## Page extract
BEGIN
Benzodiazepine Detox: A Slower Timeline
Withdrawal from sedatives like benzodiazepines follows a longer, more drawn-out course than alcohol or opioid withdrawal. For short-acting varieties, symptoms generally start within 1 to 2 days and peak around 7 to 14 days before gradually subsiding. For longer-acting types, withdrawal may not begin until 2 to 7 days after the last dose, with symptoms peaking around day 20 and tapering over several more weeks.
The symptoms overlap heavily with alcohol withdrawal: anxiety, insomnia, tremors, and in severe cases, seizures. Seizure risk is highest after abrupt cessation of long-term, high-dose use, which is why benzodiazepine detox almost always involves a slow, supervised taper rather than stopping cold. Rebound insomnia, where sleep problems return worse than before, is especially common and can delay the return of normal sleep patterns for weeks.
What Medical Detox Looks Like in Practice
Not everyone needs a hospital bed to detox. The level of care depends on the substance, the severity of dependence, and your overall health. People with mild to moderate withdrawal can often detox on an outpatient basis, checking in with a provider at scheduled intervals, as long as they have a stable, supportive home environment. Outpatient detox is generally considered as effective as inpatient care for this group.
Inpatient detox is reserved for people at risk of severe withdrawal: those with a history of seizures or delirium tremens, heavy long-term use, multiple substance dependencies, or significant medical or psychiatric complications. These programs provide 24-hour monitoring with access to life support equipment if needed. In medical settings, providers use standardized scoring tools to assess withdrawal severity every few hours, tracking symptoms like tremor, sweating, agitation, and nausea on a numerical scale. A score above a certain threshold triggers medication to control symptoms and prevent complications.
For alcohol withdrawal, medications calm the overexcited nervous system and prevent seizures. For opioid withdrawal, medications like buprenorphine or methadone ease symptoms by partially activating the same receptors that opioids target, reducing cravings and preventing the worst of the physical withdrawal. These aren’t just detox aids. They can be continued as longer-term treatment for opioid use disorder.
Post-Acute Withdrawal: The Longer Road
Many people are surprised to learn that detox doesn’t end when the acute physical symptoms stop. A condition known as post-acute withdrawal syndrome, or PAWS, can develop in early abstinence and persist for 4 to 6 months or longer. The symptoms are subtler than acute withdrawal but no less disruptive: anxiety, low mood, inability to feel pleasure, sleep problems, difficulty concentrating, irritability, and cravings.
The research on PAWS is most detailed for alcohol. Cravings tend to be most intense in the first 3 weeks. About 20 percent of people in early recovery report anhedonia, a flattened ability to experience pleasure, which is most severe in the first 30 days. Sleep disturbances are especially stubborn. In one study, over half of people in early alcohol recovery experienced insomnia, and a third still had disrupted sleep nearly 6 months out. Cognitive effects like foggy thinking and poor concentration can linger for weeks to months, with some residual effects lasting up to a year.
The encouraging part is that these symptoms do improve with sustained abstinence. Most people see near-normalization within the first several months, though the full healing process, in terms of both symptom severity and daily functioning, can continue for years. Understanding that PAWS is a normal, expected part of recovery makes it easier to push through the periods when progress feels stalled.
END
## Tasks to perform
(a) In the detox extract, list the symptoms that standardized scoring tools track on a numerical scale in medical settings.
(b) Echo the detox extract word for word, everything from "Benzodiazepine Detox: A" down to "patterns for weeks.".
The data given next have no connection to the detox extract.

## Material provided
BEGIN
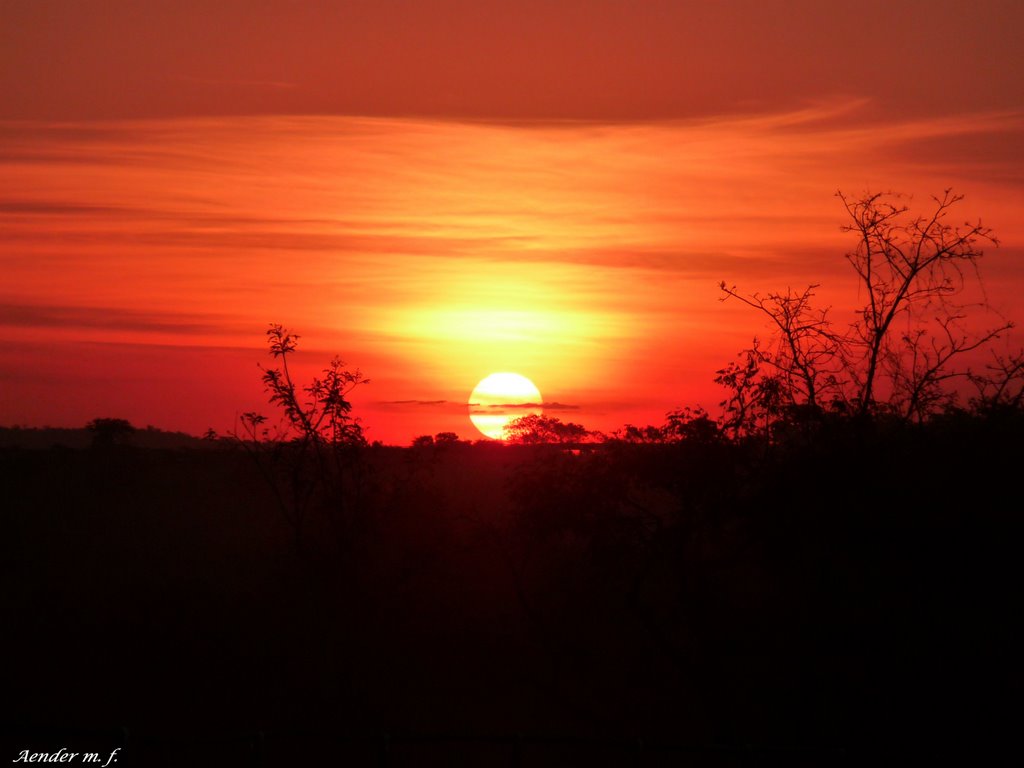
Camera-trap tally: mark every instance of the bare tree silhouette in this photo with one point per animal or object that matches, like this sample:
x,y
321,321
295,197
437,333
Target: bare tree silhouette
END
## Completed exercise
(a) tremor, sweating, agitation, nausea

(b)
Benzodiazepine Detox: A Slower Timeline
Withdrawal from sedatives like benzodiazepines follows a longer, more drawn-out course than alcohol or opioid withdrawal. For short-acting varieties, symptoms generally start within 1 to 2 days and peak around 7 to 14 days before gradually subsiding. For longer-acting types, withdrawal may not begin until 2 to 7 days after the last dose, with symptoms peaking around day 20 and tapering over several more weeks.
The symptoms overlap heavily with alcohol withdrawal: anxiety, insomnia, tremors, and in severe cases, seizures. Seizure risk is highest after abrupt cessation of long-term, high-dose use, which is why benzodiazepine detox almost always involves a slow, supervised taper rather than stopping cold. Rebound insomnia, where sleep problems return worse than before, is especially common and can delay the return of normal sleep patterns for weeks.